> **Objective**:
Copy the lines below verbatim, everything from the line containing "trace duck's neck" down through the line containing "379], [683, 359]]", both included.

(Labeled area outline entries)
■ ■ ■ ■

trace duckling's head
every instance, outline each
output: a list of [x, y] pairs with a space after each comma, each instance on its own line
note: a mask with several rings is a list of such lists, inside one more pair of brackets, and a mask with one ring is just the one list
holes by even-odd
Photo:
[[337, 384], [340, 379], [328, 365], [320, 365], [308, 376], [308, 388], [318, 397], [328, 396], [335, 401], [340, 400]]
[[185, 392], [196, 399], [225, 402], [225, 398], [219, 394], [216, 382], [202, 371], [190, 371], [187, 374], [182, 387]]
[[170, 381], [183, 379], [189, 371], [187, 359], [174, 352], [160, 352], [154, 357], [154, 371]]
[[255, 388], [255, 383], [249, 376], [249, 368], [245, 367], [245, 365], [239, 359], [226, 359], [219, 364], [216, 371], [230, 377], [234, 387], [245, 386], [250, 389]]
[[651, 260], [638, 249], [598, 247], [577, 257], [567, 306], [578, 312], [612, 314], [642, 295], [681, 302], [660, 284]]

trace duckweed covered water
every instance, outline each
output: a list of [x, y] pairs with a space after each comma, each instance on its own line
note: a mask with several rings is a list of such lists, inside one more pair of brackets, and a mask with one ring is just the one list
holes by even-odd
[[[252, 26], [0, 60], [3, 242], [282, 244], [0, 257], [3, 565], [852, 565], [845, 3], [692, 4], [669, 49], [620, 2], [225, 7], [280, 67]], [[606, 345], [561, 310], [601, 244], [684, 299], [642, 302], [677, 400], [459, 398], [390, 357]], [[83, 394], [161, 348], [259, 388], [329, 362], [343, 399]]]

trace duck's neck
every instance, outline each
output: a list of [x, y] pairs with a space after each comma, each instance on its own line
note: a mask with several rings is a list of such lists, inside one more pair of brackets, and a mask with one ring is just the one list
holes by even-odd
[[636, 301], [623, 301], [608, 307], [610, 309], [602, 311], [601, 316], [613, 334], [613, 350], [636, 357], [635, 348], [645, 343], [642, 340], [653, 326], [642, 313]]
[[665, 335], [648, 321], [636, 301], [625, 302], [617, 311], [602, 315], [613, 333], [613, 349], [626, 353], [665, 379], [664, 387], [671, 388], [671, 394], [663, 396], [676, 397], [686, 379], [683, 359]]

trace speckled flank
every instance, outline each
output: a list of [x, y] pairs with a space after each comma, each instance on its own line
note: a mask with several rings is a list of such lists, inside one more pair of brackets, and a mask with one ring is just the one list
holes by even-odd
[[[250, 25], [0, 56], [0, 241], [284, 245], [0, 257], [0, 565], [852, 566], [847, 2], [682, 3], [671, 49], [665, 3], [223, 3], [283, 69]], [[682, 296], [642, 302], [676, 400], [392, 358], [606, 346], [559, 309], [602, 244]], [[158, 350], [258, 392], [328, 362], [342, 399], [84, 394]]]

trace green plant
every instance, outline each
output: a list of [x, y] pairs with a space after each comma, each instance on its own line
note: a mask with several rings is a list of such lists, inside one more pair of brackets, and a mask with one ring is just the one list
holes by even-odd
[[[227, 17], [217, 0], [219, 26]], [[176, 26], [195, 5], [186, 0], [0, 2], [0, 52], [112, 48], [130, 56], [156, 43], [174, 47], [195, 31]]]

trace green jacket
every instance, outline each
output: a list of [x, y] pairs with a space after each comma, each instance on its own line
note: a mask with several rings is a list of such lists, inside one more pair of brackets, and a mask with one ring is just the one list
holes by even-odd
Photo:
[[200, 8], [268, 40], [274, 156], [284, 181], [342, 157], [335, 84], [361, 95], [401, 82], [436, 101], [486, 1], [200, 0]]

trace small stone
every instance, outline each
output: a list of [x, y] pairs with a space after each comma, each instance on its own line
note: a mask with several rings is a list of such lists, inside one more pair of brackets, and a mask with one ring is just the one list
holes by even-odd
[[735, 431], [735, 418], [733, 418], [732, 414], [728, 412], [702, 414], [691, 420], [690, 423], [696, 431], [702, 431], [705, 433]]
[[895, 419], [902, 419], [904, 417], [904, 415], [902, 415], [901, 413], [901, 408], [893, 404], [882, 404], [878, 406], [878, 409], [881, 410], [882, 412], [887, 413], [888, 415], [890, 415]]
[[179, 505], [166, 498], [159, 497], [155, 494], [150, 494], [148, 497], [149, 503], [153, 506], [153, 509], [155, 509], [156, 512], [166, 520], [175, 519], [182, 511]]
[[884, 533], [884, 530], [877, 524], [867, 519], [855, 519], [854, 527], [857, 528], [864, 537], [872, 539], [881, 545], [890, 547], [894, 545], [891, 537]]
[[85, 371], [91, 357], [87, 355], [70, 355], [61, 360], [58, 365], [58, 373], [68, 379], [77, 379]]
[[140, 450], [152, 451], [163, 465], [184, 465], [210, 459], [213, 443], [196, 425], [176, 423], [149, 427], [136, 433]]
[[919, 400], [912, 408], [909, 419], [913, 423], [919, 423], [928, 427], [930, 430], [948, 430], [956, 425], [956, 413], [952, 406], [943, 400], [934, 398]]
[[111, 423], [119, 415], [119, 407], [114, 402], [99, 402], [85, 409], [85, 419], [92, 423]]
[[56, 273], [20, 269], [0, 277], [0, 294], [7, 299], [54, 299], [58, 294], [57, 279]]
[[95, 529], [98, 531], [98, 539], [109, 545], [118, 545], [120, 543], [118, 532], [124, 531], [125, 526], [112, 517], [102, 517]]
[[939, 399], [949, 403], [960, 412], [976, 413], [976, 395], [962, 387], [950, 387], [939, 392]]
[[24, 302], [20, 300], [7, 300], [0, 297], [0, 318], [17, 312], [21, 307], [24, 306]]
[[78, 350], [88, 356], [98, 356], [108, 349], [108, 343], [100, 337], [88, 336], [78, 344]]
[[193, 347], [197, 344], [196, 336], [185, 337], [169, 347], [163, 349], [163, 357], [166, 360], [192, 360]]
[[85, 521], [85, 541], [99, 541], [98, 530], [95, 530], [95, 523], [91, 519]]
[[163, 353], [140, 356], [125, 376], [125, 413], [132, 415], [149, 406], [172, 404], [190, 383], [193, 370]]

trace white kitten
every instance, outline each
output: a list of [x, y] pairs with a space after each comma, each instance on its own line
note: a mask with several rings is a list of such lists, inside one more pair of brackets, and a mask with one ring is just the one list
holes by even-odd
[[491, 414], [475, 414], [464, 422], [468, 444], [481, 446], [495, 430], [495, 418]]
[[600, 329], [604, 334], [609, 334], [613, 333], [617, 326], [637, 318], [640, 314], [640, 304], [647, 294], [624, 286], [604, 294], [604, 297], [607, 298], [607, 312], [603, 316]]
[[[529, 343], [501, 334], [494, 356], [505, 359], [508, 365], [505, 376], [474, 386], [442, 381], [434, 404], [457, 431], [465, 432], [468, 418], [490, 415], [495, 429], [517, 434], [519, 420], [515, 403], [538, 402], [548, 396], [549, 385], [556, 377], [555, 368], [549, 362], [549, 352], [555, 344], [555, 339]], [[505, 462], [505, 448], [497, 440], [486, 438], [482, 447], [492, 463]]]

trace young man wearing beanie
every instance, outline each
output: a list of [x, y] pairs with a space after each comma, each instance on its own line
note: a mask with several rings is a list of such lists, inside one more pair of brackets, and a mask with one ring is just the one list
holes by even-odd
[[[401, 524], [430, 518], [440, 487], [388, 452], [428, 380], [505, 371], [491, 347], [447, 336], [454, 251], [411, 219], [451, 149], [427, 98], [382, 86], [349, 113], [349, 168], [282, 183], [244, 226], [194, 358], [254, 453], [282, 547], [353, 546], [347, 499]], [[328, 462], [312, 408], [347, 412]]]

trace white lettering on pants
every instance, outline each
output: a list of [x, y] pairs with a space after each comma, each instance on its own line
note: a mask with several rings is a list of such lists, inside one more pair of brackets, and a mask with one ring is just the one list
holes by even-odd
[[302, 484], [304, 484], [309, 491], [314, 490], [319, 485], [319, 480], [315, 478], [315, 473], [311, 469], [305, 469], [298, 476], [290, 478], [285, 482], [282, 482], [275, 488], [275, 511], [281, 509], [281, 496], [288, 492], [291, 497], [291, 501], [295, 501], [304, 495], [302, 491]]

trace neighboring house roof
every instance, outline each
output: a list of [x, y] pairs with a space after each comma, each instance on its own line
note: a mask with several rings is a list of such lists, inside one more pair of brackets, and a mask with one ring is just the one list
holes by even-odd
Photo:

■ ■ ■ ■

> **Finished exercise**:
trace duck's neck
every instance, outline each
output: a list of [x, y] pairs with a space after each comma, each instance on its own line
note: a mask with several rings is a list of such lists, inside one more pair of brackets, and a mask with one ring is just the one list
holes by even-odd
[[636, 301], [623, 301], [608, 307], [610, 309], [602, 311], [601, 316], [613, 334], [613, 350], [636, 357], [635, 348], [645, 343], [642, 340], [653, 326], [642, 313]]
[[665, 335], [648, 321], [636, 301], [625, 302], [617, 311], [602, 315], [613, 333], [613, 349], [626, 353], [665, 379], [664, 387], [671, 388], [671, 394], [663, 396], [676, 397], [686, 379], [683, 359]]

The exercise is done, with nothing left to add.